┌──

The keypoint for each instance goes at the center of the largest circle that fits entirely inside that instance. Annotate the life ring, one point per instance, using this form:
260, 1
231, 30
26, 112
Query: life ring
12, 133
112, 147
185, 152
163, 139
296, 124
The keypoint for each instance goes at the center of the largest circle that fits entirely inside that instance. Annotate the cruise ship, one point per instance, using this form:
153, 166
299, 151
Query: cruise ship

└──

- _PROBLEM DETAILS_:
Write out every item above word for word, keeping each line exactly as it appears.

- _EXPECTED OUTPUT_:
The keypoint for each instance goes at the center of the largest circle that fits entirely inside that instance. Annotate the life ring, one point per instance, using this form:
260, 1
231, 30
26, 112
Query: life ring
12, 133
112, 147
185, 152
163, 139
296, 124
The keypoint for each instance goes at the center of the largest circle that fits entirely inside that instance. Annotate the cruise ship, one point per instance, using this form:
153, 166
299, 151
Query: cruise ship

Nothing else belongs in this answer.